A line qualifies if it holds the string "foam". Copy every qualifying line from the records.

=== Section Start ===

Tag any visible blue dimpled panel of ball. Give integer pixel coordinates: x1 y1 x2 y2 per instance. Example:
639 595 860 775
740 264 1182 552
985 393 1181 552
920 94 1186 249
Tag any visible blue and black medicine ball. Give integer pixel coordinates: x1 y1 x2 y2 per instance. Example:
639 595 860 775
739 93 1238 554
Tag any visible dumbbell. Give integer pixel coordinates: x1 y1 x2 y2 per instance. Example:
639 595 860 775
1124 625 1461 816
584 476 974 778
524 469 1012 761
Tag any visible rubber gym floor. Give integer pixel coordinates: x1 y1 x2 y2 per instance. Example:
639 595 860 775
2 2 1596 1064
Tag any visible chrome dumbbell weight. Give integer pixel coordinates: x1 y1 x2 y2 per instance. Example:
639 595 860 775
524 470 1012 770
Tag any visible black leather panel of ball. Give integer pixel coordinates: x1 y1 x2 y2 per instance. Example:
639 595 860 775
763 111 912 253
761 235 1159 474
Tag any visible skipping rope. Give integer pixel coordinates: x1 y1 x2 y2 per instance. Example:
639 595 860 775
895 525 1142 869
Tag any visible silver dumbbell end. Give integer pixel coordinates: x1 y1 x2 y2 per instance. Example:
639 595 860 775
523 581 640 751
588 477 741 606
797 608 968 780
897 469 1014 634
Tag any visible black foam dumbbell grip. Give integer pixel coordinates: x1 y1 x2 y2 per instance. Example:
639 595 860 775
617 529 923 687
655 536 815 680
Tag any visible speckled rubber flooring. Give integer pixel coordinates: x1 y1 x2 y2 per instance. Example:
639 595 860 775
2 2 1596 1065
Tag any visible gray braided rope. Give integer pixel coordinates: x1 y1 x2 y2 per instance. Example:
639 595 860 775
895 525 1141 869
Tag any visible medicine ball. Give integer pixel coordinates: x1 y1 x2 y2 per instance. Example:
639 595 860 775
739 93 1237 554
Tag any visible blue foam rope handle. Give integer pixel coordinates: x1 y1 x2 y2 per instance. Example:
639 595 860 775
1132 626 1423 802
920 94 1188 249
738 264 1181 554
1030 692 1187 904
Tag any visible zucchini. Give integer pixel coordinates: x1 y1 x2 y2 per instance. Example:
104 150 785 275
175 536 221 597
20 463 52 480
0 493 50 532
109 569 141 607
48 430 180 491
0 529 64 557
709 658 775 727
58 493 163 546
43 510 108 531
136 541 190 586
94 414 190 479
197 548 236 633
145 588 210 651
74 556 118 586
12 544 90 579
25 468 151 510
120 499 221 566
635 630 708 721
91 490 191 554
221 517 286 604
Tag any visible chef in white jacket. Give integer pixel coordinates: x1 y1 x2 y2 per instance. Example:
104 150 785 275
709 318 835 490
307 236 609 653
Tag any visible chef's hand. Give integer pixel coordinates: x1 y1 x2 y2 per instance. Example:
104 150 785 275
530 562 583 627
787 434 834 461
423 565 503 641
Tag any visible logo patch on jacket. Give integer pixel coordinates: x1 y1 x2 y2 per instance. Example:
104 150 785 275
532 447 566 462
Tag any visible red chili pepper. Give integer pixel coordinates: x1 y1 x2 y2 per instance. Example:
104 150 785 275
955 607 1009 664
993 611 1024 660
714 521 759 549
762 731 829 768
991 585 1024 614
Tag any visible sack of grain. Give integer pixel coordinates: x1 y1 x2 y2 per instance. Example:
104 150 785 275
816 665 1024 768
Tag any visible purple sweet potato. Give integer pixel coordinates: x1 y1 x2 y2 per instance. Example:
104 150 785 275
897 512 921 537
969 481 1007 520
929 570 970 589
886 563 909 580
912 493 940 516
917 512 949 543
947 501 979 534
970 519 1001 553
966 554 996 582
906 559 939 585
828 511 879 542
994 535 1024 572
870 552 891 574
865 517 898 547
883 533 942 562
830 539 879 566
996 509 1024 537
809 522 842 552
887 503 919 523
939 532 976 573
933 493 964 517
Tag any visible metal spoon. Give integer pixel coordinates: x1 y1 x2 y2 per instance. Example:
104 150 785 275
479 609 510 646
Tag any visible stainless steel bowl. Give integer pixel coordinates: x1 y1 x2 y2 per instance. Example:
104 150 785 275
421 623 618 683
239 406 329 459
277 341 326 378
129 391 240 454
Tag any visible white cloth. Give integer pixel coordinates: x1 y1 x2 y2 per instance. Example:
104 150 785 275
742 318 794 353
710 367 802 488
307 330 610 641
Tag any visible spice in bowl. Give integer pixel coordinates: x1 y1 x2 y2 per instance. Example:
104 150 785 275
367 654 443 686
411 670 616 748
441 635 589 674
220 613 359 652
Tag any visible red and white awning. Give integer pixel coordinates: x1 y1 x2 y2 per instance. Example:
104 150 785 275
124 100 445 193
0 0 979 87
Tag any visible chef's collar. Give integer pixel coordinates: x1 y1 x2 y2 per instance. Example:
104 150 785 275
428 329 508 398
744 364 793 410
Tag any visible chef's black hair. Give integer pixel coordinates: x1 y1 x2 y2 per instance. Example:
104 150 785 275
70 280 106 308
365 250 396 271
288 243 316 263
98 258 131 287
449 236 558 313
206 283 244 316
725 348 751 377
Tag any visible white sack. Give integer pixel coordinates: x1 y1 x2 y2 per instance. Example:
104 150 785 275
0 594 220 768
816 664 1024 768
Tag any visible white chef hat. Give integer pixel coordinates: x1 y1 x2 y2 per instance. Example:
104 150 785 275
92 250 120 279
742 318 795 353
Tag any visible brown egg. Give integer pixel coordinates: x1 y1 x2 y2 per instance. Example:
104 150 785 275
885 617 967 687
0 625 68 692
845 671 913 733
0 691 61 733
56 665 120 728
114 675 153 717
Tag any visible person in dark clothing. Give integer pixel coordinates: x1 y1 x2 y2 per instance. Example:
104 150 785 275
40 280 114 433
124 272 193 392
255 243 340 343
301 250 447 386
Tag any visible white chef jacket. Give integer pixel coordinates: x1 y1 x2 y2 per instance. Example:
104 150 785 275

=== Section End ===

• _RESPONSE_
Tag any visible black foam dumbbell grip. Give integer pixel coordinates: x1 y1 x2 y2 per instance. Example:
Tag any visible blue foam rope handle. Give integer pixel coordinates: x1 y1 x2 y2 per instance. Example:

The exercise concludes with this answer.